TRY IT
Continue the notice about Henry Thompson's canceled nutrigenomics seminar, starting after its final sentence.

Nov. 9 nutrigenomics seminar canceled

Henry Thompson
Henry Thompson

UPDATE (Nov. 9, 2011) — The nutrigenomics seminar at noon, Nov. 9 has been canceled. The talk was to feature Henry Thompson, director of the Cancer Prevention Laboratory at Colorado State University.


Prior release (Posted Nov. 8, 2011)

Henry Thompson, director of the Cancer Prevention Laboratory at Colorado State University, will discuss "Defining the Human Health Benefits of Dry Edible Beans" in a noon, Nov. 9 lecture in the East Union's Garden Room. The lecture is free and open to the public.

The lecture is part of the Nebraska Gateway for Nutrigenomics seminar series.

Thompson is a member of the American Association for Cancer Research and the American Society for Nutrition.

Thompson earned his doctorate from Rutgers University in nutritional sciences with an emphasis in biochemistry. He received postdoctoral training at the Mayo Clinic in Rochester, Minn., where he investigated the underlying causes of diabetes.

From 1977 to 1979, he assumed the role of a senior research nutritionist at IIT Research Institute in Chicago. He was trained in experimental carcinogenesis, learning methods for the chemical induction of cancer in five organ sites thus launching his career in cancer research.

DATASET EXCERPTS
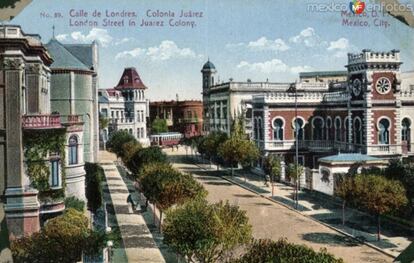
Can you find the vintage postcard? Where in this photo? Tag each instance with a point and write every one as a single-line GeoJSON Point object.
{"type": "Point", "coordinates": [207, 131]}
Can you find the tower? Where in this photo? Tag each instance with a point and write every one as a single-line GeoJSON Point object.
{"type": "Point", "coordinates": [208, 72]}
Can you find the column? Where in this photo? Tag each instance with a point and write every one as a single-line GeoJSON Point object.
{"type": "Point", "coordinates": [22, 207]}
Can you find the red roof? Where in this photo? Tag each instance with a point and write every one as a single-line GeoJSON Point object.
{"type": "Point", "coordinates": [130, 80]}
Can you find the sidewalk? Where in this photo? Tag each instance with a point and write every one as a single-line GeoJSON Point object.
{"type": "Point", "coordinates": [138, 242]}
{"type": "Point", "coordinates": [395, 238]}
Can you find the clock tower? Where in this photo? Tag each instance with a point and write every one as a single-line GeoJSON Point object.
{"type": "Point", "coordinates": [374, 86]}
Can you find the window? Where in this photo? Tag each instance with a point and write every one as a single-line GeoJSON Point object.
{"type": "Point", "coordinates": [54, 166]}
{"type": "Point", "coordinates": [384, 133]}
{"type": "Point", "coordinates": [338, 125]}
{"type": "Point", "coordinates": [406, 130]}
{"type": "Point", "coordinates": [73, 150]}
{"type": "Point", "coordinates": [317, 128]}
{"type": "Point", "coordinates": [298, 129]}
{"type": "Point", "coordinates": [358, 131]}
{"type": "Point", "coordinates": [278, 132]}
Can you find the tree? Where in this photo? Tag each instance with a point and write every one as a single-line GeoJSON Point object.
{"type": "Point", "coordinates": [143, 156]}
{"type": "Point", "coordinates": [158, 126]}
{"type": "Point", "coordinates": [209, 144]}
{"type": "Point", "coordinates": [283, 251]}
{"type": "Point", "coordinates": [128, 150]}
{"type": "Point", "coordinates": [294, 172]}
{"type": "Point", "coordinates": [345, 188]}
{"type": "Point", "coordinates": [379, 195]}
{"type": "Point", "coordinates": [273, 168]}
{"type": "Point", "coordinates": [204, 232]}
{"type": "Point", "coordinates": [117, 140]}
{"type": "Point", "coordinates": [62, 239]}
{"type": "Point", "coordinates": [93, 179]}
{"type": "Point", "coordinates": [236, 150]}
{"type": "Point", "coordinates": [164, 186]}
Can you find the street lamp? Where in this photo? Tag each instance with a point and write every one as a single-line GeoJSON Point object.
{"type": "Point", "coordinates": [293, 88]}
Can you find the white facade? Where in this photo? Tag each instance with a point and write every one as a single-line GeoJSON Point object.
{"type": "Point", "coordinates": [125, 110]}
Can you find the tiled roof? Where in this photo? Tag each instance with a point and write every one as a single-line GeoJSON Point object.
{"type": "Point", "coordinates": [323, 73]}
{"type": "Point", "coordinates": [63, 58]}
{"type": "Point", "coordinates": [130, 79]}
{"type": "Point", "coordinates": [81, 51]}
{"type": "Point", "coordinates": [349, 157]}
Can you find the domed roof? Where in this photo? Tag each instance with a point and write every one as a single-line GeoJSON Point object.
{"type": "Point", "coordinates": [208, 65]}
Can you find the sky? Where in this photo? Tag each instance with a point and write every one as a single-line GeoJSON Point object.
{"type": "Point", "coordinates": [258, 40]}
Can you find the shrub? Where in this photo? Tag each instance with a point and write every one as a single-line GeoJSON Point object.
{"type": "Point", "coordinates": [75, 203]}
{"type": "Point", "coordinates": [94, 178]}
{"type": "Point", "coordinates": [283, 251]}
{"type": "Point", "coordinates": [63, 239]}
{"type": "Point", "coordinates": [205, 232]}
{"type": "Point", "coordinates": [144, 156]}
{"type": "Point", "coordinates": [117, 140]}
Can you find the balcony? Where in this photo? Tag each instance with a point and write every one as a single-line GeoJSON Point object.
{"type": "Point", "coordinates": [72, 119]}
{"type": "Point", "coordinates": [41, 121]}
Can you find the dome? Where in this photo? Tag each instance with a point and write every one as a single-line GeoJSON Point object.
{"type": "Point", "coordinates": [209, 66]}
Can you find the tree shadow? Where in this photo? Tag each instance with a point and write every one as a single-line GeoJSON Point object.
{"type": "Point", "coordinates": [330, 239]}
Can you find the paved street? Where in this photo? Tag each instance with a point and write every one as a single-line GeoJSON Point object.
{"type": "Point", "coordinates": [271, 220]}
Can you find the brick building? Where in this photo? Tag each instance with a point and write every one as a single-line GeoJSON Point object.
{"type": "Point", "coordinates": [184, 116]}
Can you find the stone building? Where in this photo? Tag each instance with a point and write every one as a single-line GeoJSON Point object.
{"type": "Point", "coordinates": [73, 95]}
{"type": "Point", "coordinates": [185, 117]}
{"type": "Point", "coordinates": [30, 165]}
{"type": "Point", "coordinates": [125, 106]}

RESULT OF THE EXERCISE
From 1980 to 1989, Thompson served on the faculty of the University of New Hampshire and directed the Human Nutrition Center at that institution. Beginning in 1990, Thompson moved his laboratory to Denver, where he was the head of the Center for Nutrition in the Prevention of Disease at AMC Cancer Research Center. In January 2003, Henry joined the faculty of CSU and established the Cancer Prevention Laboratory in the Department of Horticulture and Landscape Architecture.

He formed the new lab based in part on the results of three dietary intervention studies that he conducted in women at high risk for breast cancer. The studies were designed to discover the effects of plant food rich diets on biomarkers for cancer risk.

His current research investigates the human health benefits of staple food crops, primarily dry beans, potato, wheat and rice. He has played a lead role in defining the field of biomedical agriculture and in establishing the "Crops for Health" program at Colorado State.